◆ **Wybrany fragment**:
Z całym szacunkiem dla prokuratora Wojciecha Pardyak, doprawdy bardzo trudno uwierzyć, że funkcjonariusze gestapo tak wielkie miłosierdzie okazali … krytykowi – jak pisze Prokurator W. Pardyak -
nazizmu i wszelkich przejawów totalitaryzmu, pojawiających się w Niemczech po dojściu do władzy Hitlera.

Przecież gestapowcy to nie byli – o czym wie od ponad półwiecza cały świat - dobrzy samarytanie.
Najlepszym tego dowodem wyrok Międzynarodowego Trybunału Wojskowego w Norymberdze z 1946r., uznający gestapo za organizację przestępczą, winną zbrodni ludobójstwa i zbrodni wojennych.

Przedstawiwszy wyżej wymienione fakty, adresowanym do Prezesa IPN, Janusza Kurtyka pismem z dnia 22.04.2008r. złożyłem zażalenie na stanowisko przedstawione przez prokuratora W. Pardyak w jego w.w. piśmie z dnia 14.04.2008r., tj. odmowę podjęcia jakichkolwiek czynności procesowych w zgłoszonej przeze mnie sprawie.

Poinformowałem Prezesa IPN, że potrzebę przeprowadzenia rzetelnego w zgłoszonej przeze mnie sprawie postępowania powodują:

  1. Pominięcie przez Prokuratora W. Pardyak istotnych faktów potwierdzonych powszechnie dostępnymi, w tym wskazanymi przeze mnie w mym w.w. piśmie z dnia 14.01.2008r. źródłami.
  2. Ustalenia naukowców, na które powołuje się Prokurator W. Pardyak w piśmie do mnie z dnia 14.04.2008r.
  3. Ujawniona przez prof. Fryderyka Zoll już w 1914 roku i potwierdzona materiałami źródłowymi skłonność do kolaboracji z okupantem.

Skłonność Fryderyka Zolla do kolaboracji z okupantem wskazali Mieczysław Czuma, Michał Kozioł i Leszek Mazan, pisząc w wydanej przez nich w 2007 roku książce „To jest Kraków, Mości Książę!”:
„ Rok 1914 - Prorektor Uniwersytetu Jagiellońskiego profesor Fryderyk Zoll podejmuje działania związane z zagrożeniem miasta przez wojska rosyjskie i prawdopodobną okupację miasta. Mówi: W razie, gdy Rosjanie zajmą Kraków (…), nas profesorów bezwzględnie wiąże wierność dla naszej Almae Matris Jagiellonicae i dlatego możemy z władzami rosyjskimi układać się, spełniać ich racjonalne polecenia i w ten sposób dojść do porozumienia, ale tylko pod warunkiem, że polskości Uniwersytetu i naszego samorządu nie naruszą i im nie uchybią[6]”.

Jak podają inne, dostępne w – między innymi - Bibliotece Uniwersytetu Jagiellońskiego źródła, ta zachęta prof. F. Zoll do kolaboracji z Rosjanami przez wielu przyjęta została z niesmakiem.

◆ **Wyciąg z danych**:
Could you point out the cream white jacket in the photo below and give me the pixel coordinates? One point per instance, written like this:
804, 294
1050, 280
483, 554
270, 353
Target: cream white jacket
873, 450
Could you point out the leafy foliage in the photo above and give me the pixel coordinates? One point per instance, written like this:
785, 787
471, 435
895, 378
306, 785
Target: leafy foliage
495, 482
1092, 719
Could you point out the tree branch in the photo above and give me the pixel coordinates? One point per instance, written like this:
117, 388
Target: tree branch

◆ **Wymagania ćwiczenia**:
- A) W którym roku, według wybranego fragmentu, Międzynarodowy Trybunał Wojskowy w Norymberdze uznał gestapo za organizację przestępczą?
- B) Wypisz bez żadnych zmian wszystkie wiersze rekordów, od pierwszego do ostatniego.

◆ **Odpowiedzi do zadań**:
- A) W 1946 roku.

- B)
Could you point out the cream white jacket in the photo below and give me the pixel coordinates? One point per instance, written like this:
804, 294
1050, 280
483, 554
270, 353
Target: cream white jacket
873, 450
Could you point out the leafy foliage in the photo above and give me the pixel coordinates? One point per instance, written like this:
785, 787
471, 435
895, 378
306, 785
Target: leafy foliage
495, 482
1092, 719
Could you point out the tree branch in the photo above and give me the pixel coordinates? One point per instance, written like this:
117, 388
Target: tree branch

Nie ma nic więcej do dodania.